* Given problem *
Please rewrite all of the rows below, putting "localization" wherever "detection" appears and leaving everything else unchanged.

+---+

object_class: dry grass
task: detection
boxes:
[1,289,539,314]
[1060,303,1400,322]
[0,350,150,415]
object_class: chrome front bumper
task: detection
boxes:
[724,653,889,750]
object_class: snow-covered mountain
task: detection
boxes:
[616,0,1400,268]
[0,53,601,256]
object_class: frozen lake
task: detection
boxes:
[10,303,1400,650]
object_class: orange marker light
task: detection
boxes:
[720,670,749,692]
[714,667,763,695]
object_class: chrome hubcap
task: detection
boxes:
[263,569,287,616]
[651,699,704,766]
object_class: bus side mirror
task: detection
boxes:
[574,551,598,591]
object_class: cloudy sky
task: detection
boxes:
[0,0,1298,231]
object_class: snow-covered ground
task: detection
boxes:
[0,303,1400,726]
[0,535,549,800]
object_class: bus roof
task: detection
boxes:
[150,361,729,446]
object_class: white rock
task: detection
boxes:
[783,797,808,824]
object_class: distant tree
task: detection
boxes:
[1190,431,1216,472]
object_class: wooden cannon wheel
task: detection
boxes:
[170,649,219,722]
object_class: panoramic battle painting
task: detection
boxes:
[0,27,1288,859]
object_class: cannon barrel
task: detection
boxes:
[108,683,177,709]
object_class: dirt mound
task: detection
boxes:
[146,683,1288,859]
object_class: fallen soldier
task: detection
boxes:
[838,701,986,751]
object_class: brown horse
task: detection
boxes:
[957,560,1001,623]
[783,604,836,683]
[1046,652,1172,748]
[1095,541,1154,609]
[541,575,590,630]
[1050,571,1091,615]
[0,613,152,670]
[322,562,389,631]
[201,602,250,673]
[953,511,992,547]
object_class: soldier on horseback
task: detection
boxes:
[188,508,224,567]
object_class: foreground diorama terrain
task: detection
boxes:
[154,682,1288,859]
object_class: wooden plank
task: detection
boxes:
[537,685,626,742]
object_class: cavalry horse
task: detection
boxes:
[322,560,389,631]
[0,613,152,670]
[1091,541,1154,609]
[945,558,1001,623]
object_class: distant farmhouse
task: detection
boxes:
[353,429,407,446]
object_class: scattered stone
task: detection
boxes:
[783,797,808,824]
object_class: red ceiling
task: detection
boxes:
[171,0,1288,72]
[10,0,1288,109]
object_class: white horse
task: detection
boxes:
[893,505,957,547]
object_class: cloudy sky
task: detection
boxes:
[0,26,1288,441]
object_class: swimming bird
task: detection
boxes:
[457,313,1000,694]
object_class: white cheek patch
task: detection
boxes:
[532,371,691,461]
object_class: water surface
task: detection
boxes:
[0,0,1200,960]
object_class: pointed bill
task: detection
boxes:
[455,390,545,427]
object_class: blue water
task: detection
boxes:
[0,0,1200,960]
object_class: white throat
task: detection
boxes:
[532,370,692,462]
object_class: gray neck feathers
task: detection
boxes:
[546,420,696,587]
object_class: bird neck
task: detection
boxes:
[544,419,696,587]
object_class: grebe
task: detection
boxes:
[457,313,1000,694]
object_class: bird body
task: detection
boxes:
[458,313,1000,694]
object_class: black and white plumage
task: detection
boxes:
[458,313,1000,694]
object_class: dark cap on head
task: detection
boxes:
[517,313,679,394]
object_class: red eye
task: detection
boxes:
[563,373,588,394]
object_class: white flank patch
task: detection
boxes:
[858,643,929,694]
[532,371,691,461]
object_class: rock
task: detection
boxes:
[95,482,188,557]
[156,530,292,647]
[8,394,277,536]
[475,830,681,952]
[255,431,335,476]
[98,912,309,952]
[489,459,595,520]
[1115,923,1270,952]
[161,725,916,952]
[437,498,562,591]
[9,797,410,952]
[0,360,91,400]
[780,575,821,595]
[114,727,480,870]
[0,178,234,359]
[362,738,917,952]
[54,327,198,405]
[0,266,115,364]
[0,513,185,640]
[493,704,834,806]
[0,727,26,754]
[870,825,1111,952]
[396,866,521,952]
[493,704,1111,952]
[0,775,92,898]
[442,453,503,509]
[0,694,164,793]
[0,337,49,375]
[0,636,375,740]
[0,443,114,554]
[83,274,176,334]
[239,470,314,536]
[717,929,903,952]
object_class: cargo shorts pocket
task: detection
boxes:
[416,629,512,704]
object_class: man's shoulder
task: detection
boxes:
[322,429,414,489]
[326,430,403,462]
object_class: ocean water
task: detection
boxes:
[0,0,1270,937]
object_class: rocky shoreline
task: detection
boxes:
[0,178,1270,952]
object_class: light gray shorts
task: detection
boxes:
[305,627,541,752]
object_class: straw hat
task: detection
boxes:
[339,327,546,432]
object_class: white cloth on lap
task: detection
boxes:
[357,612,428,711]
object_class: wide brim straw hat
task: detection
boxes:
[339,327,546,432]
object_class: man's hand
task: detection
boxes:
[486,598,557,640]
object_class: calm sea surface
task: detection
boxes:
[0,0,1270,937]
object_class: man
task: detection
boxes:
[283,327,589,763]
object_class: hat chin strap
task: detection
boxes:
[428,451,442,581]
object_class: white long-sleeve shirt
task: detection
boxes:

+---+

* Full response *
object_class: dry grass
task: localization
boxes:
[1,289,539,314]
[1060,303,1400,322]
[0,350,150,415]
object_class: chrome front bumper
task: localization
boxes:
[724,653,889,750]
object_class: snow-covered mountain
task: localization
boxes:
[616,0,1400,268]
[0,53,601,256]
object_class: frozen lake
task: localization
boxes:
[10,303,1400,650]
object_class: orange marker light
task: localization
boxes:
[720,670,749,692]
[714,667,763,695]
object_class: chrome hubcap
task: localization
boxes:
[263,569,287,616]
[651,699,704,766]
object_class: bus side mirror
task: localization
boxes:
[574,551,598,591]
object_class: cloudy sky
task: localization
boxes:
[0,0,1298,231]
object_class: snow-covered ground
task: localization
boxes:
[0,303,1400,726]
[0,535,549,800]
object_class: bus roof
task: localization
boxes:
[150,361,729,446]
object_class: white rock
task: localization
boxes:
[783,797,808,824]
object_class: distant tree
task: localization
boxes:
[1190,431,1216,472]
object_class: wooden cannon wheel
task: localization
boxes:
[170,649,219,722]
object_class: panoramic battle painting
task: localization
boxes:
[0,27,1288,859]
object_class: cannon barrel
task: localization
boxes:
[108,683,177,709]
object_class: dirt mound
task: localization
boxes:
[146,683,1288,859]
object_class: fallen soldier
task: localization
boxes:
[838,701,986,751]
object_class: brown horse
task: localization
boxes:
[957,560,1001,623]
[783,604,836,683]
[1046,652,1172,748]
[1095,541,1154,609]
[541,575,590,630]
[1050,571,1091,615]
[0,613,152,670]
[322,562,389,631]
[201,602,250,673]
[953,511,992,547]
object_class: soldier on horseback
task: localization
boxes:
[188,508,224,567]
object_class: foreground diorama terrain
task: localization
boxes:
[154,682,1288,859]
object_class: wooden plank
task: localization
boxes:
[537,685,626,742]
object_class: cavalry horse
task: localization
boxes:
[322,560,389,631]
[0,613,152,670]
[1091,541,1154,609]
[945,558,1001,623]
object_class: distant farmhouse
task: localization
boxes:
[353,429,407,446]
object_class: scattered stone
task: localization
boxes:
[783,797,808,824]
object_class: red ceiling
task: localization
boxes:
[171,0,1288,72]
[10,0,1288,109]
object_class: white horse
task: localization
boxes:
[893,505,957,547]
object_class: cloudy sky
task: localization
boxes:
[0,26,1288,441]
object_class: swimming bird
task: localization
boxes:
[457,313,1000,694]
object_class: white cheek patch
task: localization
boxes:
[532,371,691,461]
object_class: water surface
task: localization
boxes:
[0,0,1200,960]
object_class: pointed bill
task: localization
boxes:
[455,390,545,427]
object_class: blue water
task: localization
boxes:
[0,0,1200,960]
object_class: white throat
task: localization
boxes:
[532,370,692,462]
object_class: gray neck feathers
task: localization
boxes:
[546,420,696,587]
object_class: bird neck
task: localization
boxes:
[544,419,696,587]
object_class: grebe
task: localization
boxes:
[457,313,1000,694]
object_class: bird body
task: localization
boxes:
[458,313,1000,694]
object_class: black and white plumage
task: localization
boxes:
[458,313,1000,694]
object_class: dark cap on head
task: localization
boxes:
[517,313,679,394]
object_class: red eye
task: localization
boxes:
[563,373,588,394]
object_class: white flank patch
task: localization
boxes:
[858,643,929,694]
[532,371,691,461]
object_class: rock
task: localization
boxes:
[95,482,188,557]
[156,530,292,647]
[8,394,277,536]
[475,830,681,952]
[255,431,335,476]
[98,912,309,952]
[489,459,595,520]
[1115,923,1270,952]
[161,725,916,952]
[437,498,562,591]
[9,797,410,952]
[0,360,91,400]
[780,575,821,595]
[114,727,480,870]
[0,178,234,359]
[362,738,917,952]
[54,327,198,405]
[0,266,115,364]
[0,513,185,640]
[493,704,834,806]
[0,727,26,754]
[870,825,1111,952]
[396,866,521,952]
[493,704,1111,952]
[0,775,92,898]
[442,453,503,509]
[0,694,164,793]
[0,337,49,375]
[0,636,375,740]
[0,443,114,554]
[83,274,176,334]
[239,470,314,536]
[717,929,903,952]
object_class: cargo shorts pocket
task: localization
boxes:
[416,629,512,704]
object_class: man's shoulder
task: localization
boxes:
[322,429,414,489]
[326,430,403,462]
object_class: ocean water
task: localization
boxes:
[0,0,1270,937]
object_class: rocky shoreline
task: localization
boxes:
[0,178,1270,952]
object_class: light gray shorts
task: localization
boxes:
[305,627,541,752]
object_class: straw hat
task: localization
boxes:
[339,327,546,432]
object_class: white cloth on lap
task: localization
boxes:
[357,612,428,711]
object_class: wide brim straw hat
task: localization
boxes:
[339,327,546,432]
object_class: man's hand
task: localization
boxes:
[486,598,557,640]
object_class: calm sea surface
task: localization
boxes:
[0,0,1270,937]
object_class: man
task: localization
boxes:
[283,327,589,763]
object_class: hat chin strap
task: localization
boxes:
[428,451,442,581]
object_class: white long-sleeve shirt
task: localization
boxes:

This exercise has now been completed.